◆ What the exercise asks
Where does the word "green" show up in the data? Please find each such line and copy it.

◆ Input records
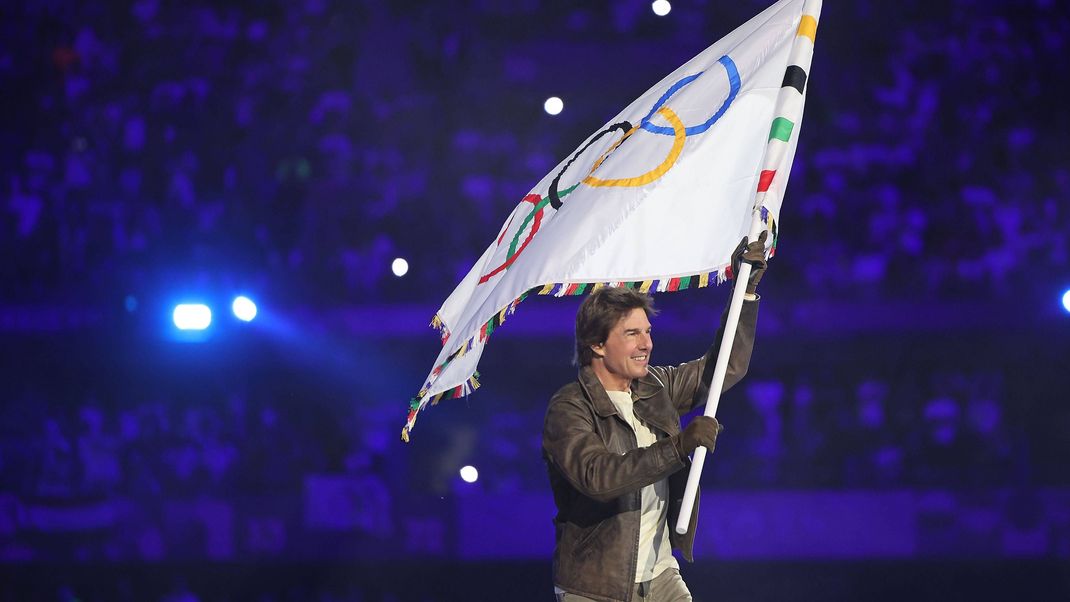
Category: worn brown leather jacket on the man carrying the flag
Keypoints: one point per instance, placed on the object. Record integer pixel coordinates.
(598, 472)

==

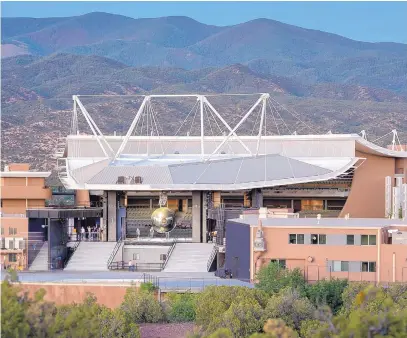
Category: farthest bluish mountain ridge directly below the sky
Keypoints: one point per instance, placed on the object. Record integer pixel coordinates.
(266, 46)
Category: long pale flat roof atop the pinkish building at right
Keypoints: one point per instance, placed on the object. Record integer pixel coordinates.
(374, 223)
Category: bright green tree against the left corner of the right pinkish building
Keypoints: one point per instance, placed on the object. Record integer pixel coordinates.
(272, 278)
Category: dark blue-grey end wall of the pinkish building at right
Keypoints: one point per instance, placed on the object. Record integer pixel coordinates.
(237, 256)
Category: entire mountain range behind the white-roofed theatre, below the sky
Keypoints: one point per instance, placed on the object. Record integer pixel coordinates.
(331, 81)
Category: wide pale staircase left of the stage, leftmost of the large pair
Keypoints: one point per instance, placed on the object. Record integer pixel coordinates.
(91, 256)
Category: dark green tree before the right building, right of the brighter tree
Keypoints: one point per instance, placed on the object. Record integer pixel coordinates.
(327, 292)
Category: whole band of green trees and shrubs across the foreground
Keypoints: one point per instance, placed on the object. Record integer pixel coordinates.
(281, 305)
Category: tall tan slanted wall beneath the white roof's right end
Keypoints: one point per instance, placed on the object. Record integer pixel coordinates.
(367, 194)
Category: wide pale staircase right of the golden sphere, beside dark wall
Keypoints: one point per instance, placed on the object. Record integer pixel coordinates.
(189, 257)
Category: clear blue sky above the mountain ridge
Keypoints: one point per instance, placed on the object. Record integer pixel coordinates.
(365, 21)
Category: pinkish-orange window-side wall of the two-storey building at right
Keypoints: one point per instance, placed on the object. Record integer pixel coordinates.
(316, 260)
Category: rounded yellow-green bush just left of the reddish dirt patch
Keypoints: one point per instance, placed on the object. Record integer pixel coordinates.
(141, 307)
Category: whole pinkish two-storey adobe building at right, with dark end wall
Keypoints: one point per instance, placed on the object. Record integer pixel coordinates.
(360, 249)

◆ Reply
Category: bright green tree against the left corner of the right pinkish building
Category: dark green tree before the right building, right of the brighter tree
Category: whole band of green trees and shrubs across the foreground
Category: rounded yellow-green bush just left of the reddish dirt patch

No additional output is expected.